**GIVEN REQUEST**
Return every record below verbatim, with the pictures omitted.

**PROVIDED INFORMATION**

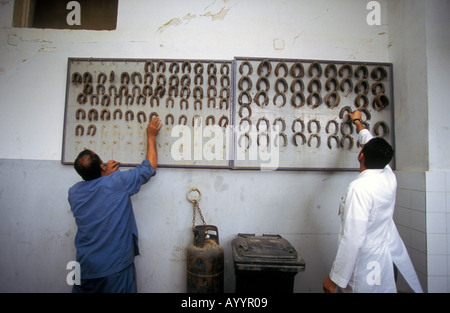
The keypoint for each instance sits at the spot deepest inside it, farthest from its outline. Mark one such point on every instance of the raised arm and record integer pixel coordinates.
(153, 128)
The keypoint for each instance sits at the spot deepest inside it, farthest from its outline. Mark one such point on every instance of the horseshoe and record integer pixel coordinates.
(77, 79)
(298, 94)
(298, 120)
(223, 121)
(343, 110)
(129, 115)
(249, 68)
(349, 69)
(384, 126)
(93, 115)
(211, 68)
(249, 121)
(198, 68)
(283, 123)
(223, 79)
(185, 89)
(107, 113)
(185, 80)
(87, 78)
(101, 78)
(301, 70)
(276, 97)
(225, 66)
(147, 90)
(358, 101)
(380, 102)
(265, 135)
(171, 118)
(161, 66)
(150, 64)
(284, 83)
(133, 77)
(295, 138)
(285, 68)
(153, 99)
(314, 136)
(210, 119)
(172, 66)
(153, 114)
(375, 86)
(117, 111)
(82, 99)
(186, 65)
(265, 100)
(249, 110)
(247, 94)
(264, 63)
(148, 78)
(331, 67)
(259, 122)
(362, 85)
(297, 81)
(336, 138)
(350, 139)
(315, 65)
(332, 99)
(263, 79)
(227, 103)
(91, 130)
(141, 117)
(79, 130)
(336, 127)
(141, 99)
(241, 83)
(314, 81)
(318, 98)
(317, 125)
(80, 112)
(362, 68)
(174, 80)
(195, 103)
(197, 77)
(184, 100)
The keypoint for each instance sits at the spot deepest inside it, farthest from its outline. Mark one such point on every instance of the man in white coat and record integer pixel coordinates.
(369, 243)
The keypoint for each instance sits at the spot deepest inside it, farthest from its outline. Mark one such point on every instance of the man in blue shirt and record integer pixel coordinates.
(107, 237)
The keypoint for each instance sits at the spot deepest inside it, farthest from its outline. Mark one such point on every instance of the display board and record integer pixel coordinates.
(246, 113)
(110, 101)
(293, 114)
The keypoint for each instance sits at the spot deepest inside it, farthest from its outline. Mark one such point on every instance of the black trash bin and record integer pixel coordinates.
(265, 263)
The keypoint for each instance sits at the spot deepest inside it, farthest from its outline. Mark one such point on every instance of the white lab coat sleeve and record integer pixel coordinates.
(401, 259)
(356, 217)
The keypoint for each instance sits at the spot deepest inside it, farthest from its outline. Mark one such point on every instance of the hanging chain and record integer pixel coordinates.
(195, 205)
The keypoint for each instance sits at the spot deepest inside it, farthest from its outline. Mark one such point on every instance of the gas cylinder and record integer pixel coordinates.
(205, 261)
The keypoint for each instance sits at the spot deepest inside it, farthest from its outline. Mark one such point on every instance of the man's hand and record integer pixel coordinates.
(153, 127)
(328, 285)
(110, 167)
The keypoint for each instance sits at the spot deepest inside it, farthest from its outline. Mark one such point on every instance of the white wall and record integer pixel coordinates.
(36, 225)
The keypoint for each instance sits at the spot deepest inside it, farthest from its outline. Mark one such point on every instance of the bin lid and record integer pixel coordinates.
(266, 252)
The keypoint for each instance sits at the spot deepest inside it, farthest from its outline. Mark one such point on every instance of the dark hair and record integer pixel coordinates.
(377, 153)
(87, 164)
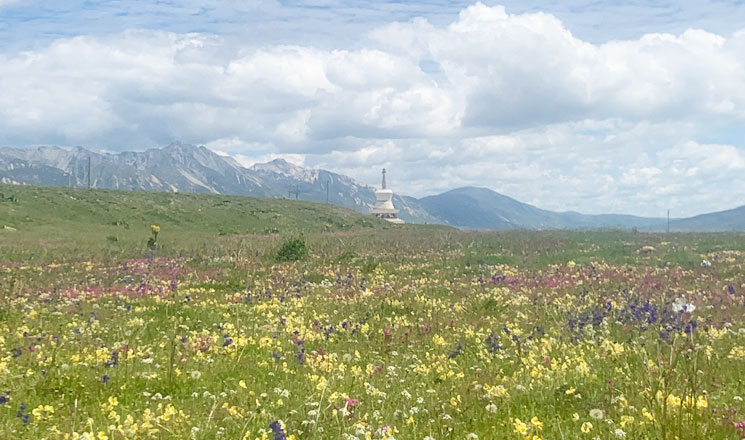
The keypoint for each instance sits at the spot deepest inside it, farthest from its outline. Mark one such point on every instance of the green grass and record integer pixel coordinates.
(41, 223)
(379, 332)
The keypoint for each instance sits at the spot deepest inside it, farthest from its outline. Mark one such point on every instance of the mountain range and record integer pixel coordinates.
(188, 168)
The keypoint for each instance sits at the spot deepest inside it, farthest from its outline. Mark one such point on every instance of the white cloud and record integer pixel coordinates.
(514, 102)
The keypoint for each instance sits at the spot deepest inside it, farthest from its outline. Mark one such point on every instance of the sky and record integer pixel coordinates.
(599, 106)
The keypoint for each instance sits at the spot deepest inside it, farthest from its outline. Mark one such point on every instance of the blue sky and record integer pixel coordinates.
(335, 23)
(593, 106)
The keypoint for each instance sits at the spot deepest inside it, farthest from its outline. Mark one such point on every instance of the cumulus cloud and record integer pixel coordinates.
(515, 102)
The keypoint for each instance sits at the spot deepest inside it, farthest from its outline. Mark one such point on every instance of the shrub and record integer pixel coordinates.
(293, 249)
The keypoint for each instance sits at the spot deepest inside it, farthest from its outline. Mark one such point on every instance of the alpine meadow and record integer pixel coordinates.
(372, 220)
(378, 331)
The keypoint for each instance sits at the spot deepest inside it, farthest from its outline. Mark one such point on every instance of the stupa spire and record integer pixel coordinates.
(384, 204)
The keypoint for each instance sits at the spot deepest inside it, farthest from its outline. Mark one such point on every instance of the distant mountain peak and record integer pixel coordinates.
(284, 168)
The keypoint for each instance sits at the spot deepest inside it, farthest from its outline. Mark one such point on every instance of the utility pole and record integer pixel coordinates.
(668, 221)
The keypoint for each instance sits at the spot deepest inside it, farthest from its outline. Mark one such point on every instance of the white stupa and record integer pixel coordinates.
(384, 204)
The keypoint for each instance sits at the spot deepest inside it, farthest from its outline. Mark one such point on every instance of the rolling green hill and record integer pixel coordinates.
(36, 221)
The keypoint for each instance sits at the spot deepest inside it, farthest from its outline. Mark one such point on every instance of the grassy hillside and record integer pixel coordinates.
(36, 221)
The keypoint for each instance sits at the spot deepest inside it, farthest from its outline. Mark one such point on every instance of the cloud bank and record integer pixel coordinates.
(514, 102)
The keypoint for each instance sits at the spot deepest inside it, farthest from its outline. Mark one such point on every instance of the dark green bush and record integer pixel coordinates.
(293, 249)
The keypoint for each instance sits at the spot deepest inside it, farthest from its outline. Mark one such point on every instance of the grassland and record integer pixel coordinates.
(382, 332)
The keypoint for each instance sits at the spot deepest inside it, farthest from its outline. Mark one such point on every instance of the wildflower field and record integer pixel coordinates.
(377, 333)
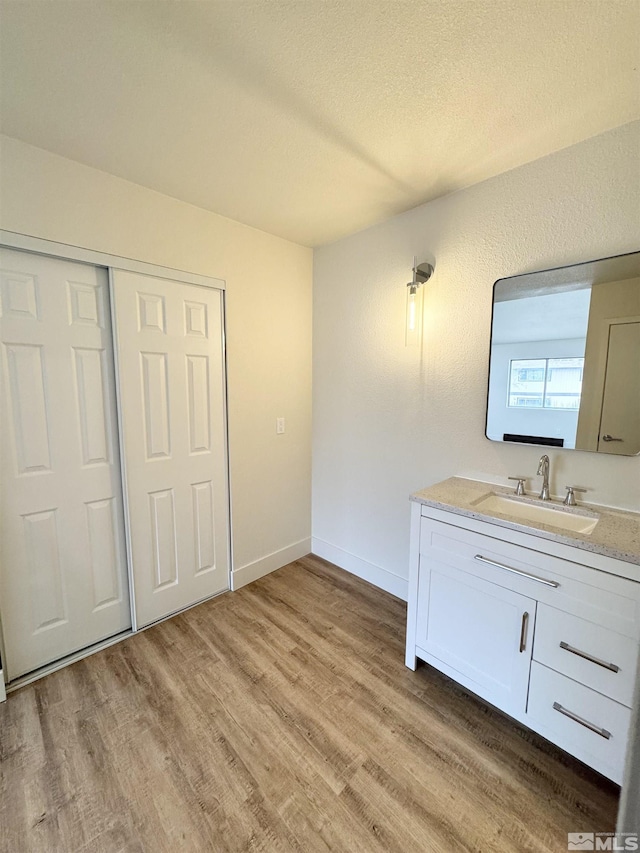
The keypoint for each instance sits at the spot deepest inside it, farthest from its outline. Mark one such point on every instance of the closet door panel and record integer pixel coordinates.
(171, 376)
(63, 577)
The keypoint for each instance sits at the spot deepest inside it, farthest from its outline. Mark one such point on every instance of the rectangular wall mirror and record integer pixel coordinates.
(564, 368)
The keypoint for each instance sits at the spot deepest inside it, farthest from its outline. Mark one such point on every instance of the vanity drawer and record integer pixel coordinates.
(588, 653)
(596, 596)
(599, 735)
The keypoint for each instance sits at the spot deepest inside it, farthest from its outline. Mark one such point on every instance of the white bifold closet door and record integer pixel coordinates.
(63, 575)
(171, 381)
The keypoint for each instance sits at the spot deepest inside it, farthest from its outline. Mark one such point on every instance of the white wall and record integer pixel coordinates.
(390, 420)
(268, 324)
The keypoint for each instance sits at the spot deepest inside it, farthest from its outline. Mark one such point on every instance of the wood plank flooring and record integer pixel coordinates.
(279, 718)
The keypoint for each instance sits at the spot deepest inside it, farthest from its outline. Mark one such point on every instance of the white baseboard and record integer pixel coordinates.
(252, 571)
(376, 575)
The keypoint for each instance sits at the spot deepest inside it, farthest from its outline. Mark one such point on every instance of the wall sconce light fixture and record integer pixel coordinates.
(413, 329)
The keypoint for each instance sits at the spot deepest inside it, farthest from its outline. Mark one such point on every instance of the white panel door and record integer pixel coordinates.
(63, 574)
(171, 376)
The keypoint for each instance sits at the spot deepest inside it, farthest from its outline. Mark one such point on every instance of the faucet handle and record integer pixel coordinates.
(520, 485)
(570, 499)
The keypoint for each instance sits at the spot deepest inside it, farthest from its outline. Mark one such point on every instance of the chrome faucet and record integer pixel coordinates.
(543, 468)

**CORRECT OUTPUT**
The keypoint for each instance sits at the spot deepest inside it, farthest from its outline. Mark one such point on every instance of the raised arm and record integer pixel coordinates.
(153, 128)
The keypoint for each instance sits at the spot deepest inside it, farthest from its outline. Mark one such point on every instance of the horseshoe and record integer pixel coordinates.
(77, 79)
(298, 94)
(298, 120)
(223, 121)
(343, 110)
(129, 115)
(249, 68)
(349, 69)
(384, 126)
(93, 115)
(211, 68)
(249, 121)
(198, 68)
(283, 123)
(223, 79)
(185, 89)
(107, 113)
(185, 80)
(87, 78)
(101, 78)
(301, 70)
(276, 97)
(225, 66)
(147, 90)
(358, 101)
(380, 102)
(265, 135)
(171, 118)
(161, 66)
(150, 64)
(284, 83)
(133, 77)
(295, 138)
(285, 68)
(153, 99)
(314, 136)
(210, 119)
(172, 66)
(153, 114)
(375, 86)
(117, 111)
(82, 99)
(186, 65)
(265, 100)
(249, 110)
(247, 94)
(264, 63)
(148, 78)
(331, 67)
(259, 122)
(362, 85)
(297, 81)
(336, 138)
(350, 139)
(315, 65)
(332, 99)
(263, 79)
(227, 103)
(91, 130)
(141, 117)
(79, 130)
(336, 127)
(141, 99)
(241, 83)
(314, 81)
(318, 98)
(317, 125)
(80, 112)
(362, 68)
(174, 80)
(195, 103)
(197, 77)
(184, 100)
The keypoint for each instance sits at the spot deepest inside it, farthest from its outline. Mark one such point on every instance of the man in white coat and record integer pixel coordinates.
(369, 243)
The keypoint for each instance sits at the spot deepest inside it, farthest from its outline. Mark one such point on every instance of the man in blue shirt and record integer pixel coordinates.
(107, 237)
The keypoint for each instance sits at the spot deepest inside it, farthest from its outline. Mark one such point on every instance of the display board and record integer pixel coordinates.
(246, 113)
(110, 101)
(293, 114)
The keypoint for each instance sits at the spot deepest inside it, farthest from its outline. Mark one such point on every instance of the black trash bin and record integer pixel coordinates.
(265, 263)
The keypoint for each instance sits at the spot deepest inside it, farthest from its outline. Mark one such point on every instance of the white lab coat sleeve and record integer pixel coordinates.
(401, 259)
(356, 217)
The keypoint for each instance sits at the spot deepest inside it, farthest from its outline. Mark one such point on every instance of the hanging chain and record integer pixel coordinates.
(195, 205)
The keypoint for each instance sits at the spot deepest inside it, farthest from its outline. Mark one such point on every instance of the gas cylinder and record integer pixel coordinates.
(205, 261)
The keypoint for each instance sits at the spot deepest inside it, farthest from its outline. Mark one such point on every instance of the man's hand and record integer pixel coordinates.
(153, 127)
(328, 285)
(110, 167)
The keypoint for each instance sits at the spot deepest inside it, farthest from its outline. Mark one such point on every instance of the white wall and record integer pixel coordinates.
(36, 225)
The keypoint for each instance sits at the spot deepest inside it, farthest from its outline. Mark one such point on every instance of the bin lid and record integer pixel coordinates.
(266, 252)
The keypoint for each instance sits at the spot deepest inside it, farthest from its outline. Mark one such point on every instance of the dark hair and record integer pixel coordinates.
(377, 153)
(87, 164)
The keypoint for each instance sits at the spot deepest inside it, farthest from its outline. Mark one such point on every instance of the green grass and record integer pixel coordinates.
(41, 223)
(379, 332)
The keypoint for each instance sits at the spot deepest inside it, farthest from its outline. Mark one such point on every instance of the mountain range and record integer pixel coordinates.
(188, 168)
The keypoint for each instance sits at the spot deepest inside it, farthest from its outline. Mark one such point on every instance of the white cloud and record integer pixel coordinates.
(514, 102)
The keypoint for each instance sits at the spot deepest inside it, farthest from its outline. Mark one such point on every instance of the sky and record integer pixel coordinates.
(599, 106)
The keypoint for each instance sits at the spot deepest inside it, farthest from its outline. Mark one such point on every instance of the blue sky and record integer pixel coordinates.
(335, 23)
(593, 106)
The keypoint for each instance sits at the spot deepest inside it, farthest from its outline. Mark one such point on every instance of the cumulus cloud and record integer pixel coordinates.
(515, 102)
The keypoint for each instance sits at the spot deepest inside it, farthest from its outline. Mark one such point on every instance of the shrub and record integer pixel coordinates.
(293, 249)
The keypoint for each instance sits at the spot deepest inside it, farthest from its outline. Mark one such point on every instance of the alpine meadow and record integer pixel coordinates.
(372, 220)
(378, 331)
The keypoint for each instance sits at the spot deepest inside it, farthest from its outline. Mark one such point on every instance of the stupa spire and record integer pixel coordinates.
(384, 204)
The keypoint for each instance sits at the spot deepest inside it, farthest from its outline. Mark one such point on every instance of the distant mountain peak and record integer pixel coordinates.
(284, 168)
The keypoint for each instance sits at the spot deepest inside it, farthest from its outline. Mark one such point on every instance of the utility pole and record integer pixel coordinates.
(668, 221)
The keypoint for each instance sits at the spot deepest inside it, farthest from its outline. Mark one such point on every instance of the white stupa and record integer pixel coordinates.
(384, 204)
The keypoint for each instance sits at the spot deepest inside it, farthest from its outline. Mark one such point on every instance of the rolling green hill and record integer pixel coordinates.
(36, 221)
The keypoint for each instance sits at the spot deepest inside it, farthest from its outline. Mark one such point on every instance of the grassy hillside and record integer pixel coordinates.
(36, 221)
The keypoint for each instance sits at the spot deepest inside it, farthest from its outline. Mark one such point on every instance of the cloud bank and record integer pixel coordinates.
(514, 102)
The keypoint for each instance sits at the spot deepest inside it, farthest from its outline. Mark one such point on every instance of the dark green bush and record integer pixel coordinates.
(293, 249)
The keypoint for each instance sits at the spot deepest inside it, farthest from its outline. Mark one such point on every instance of the grassland and record integer pixel coordinates.
(382, 332)
The keypoint for each instance sits at the spot deepest inside it, farthest from its outline. Mark one such point on every instance of the wildflower field and record integer pixel coordinates.
(377, 333)
The keypoint for each instance sits at the spot deepest inside it, farthest from its outline. Mark one such point on every instance of the closet door panel and record integer pixel coordinates.
(171, 376)
(63, 577)
The keypoint for each instance sits at the spot deepest inside it, farthest from its outline. Mark one such point on every instance of the rectangular wall mirror and record integer pixel coordinates.
(564, 368)
The keypoint for each instance sits at the spot deepest inside it, farthest from its outline. Mark one such point on every instance of the vanity drawer and record integer pixel coordinates.
(588, 653)
(596, 596)
(599, 735)
The keypoint for each instance sits at the spot deepest inside it, farthest from its outline. Mark one such point on every instance of the white bifold closet door and record integer pixel coordinates.
(63, 575)
(171, 381)
The keypoint for each instance sits at the spot deepest inside it, farthest from its outline. Mark one such point on every instance of the white wall and record integer pixel coordinates.
(390, 420)
(268, 324)
The keypoint for each instance sits at the spot deepest inside it, farthest from its outline. Mark one such point on every instance of the wood plank flooring and record integer pixel coordinates.
(279, 718)
The keypoint for each instance sits at the spot deepest inside it, farthest from its outline. Mark one such point on every instance of the white baseboard and record integer pixel coordinates.
(252, 571)
(376, 575)
The keypoint for each instance sits at the spot deepest inside it, farthest from its outline. Mark one such point on every instance of the wall sconce light fixture and record integer pixel coordinates.
(413, 329)
The keypoint for each instance sits at the spot deepest inside it, farthest from its outline. Mark one such point on every instance of the white panel door and record integer pixel coordinates.
(63, 574)
(171, 376)
The keypoint for each instance sits at the spot deepest inside it, farthest from its outline. Mark one such point on every instance of the faucet handle and record integer pixel coordinates.
(520, 485)
(570, 499)
The keypoint for each instance sits at the spot deepest inside it, farthest from its outline. Mark one such point on every instance of the chrome faucet and record integer pixel coordinates.
(543, 468)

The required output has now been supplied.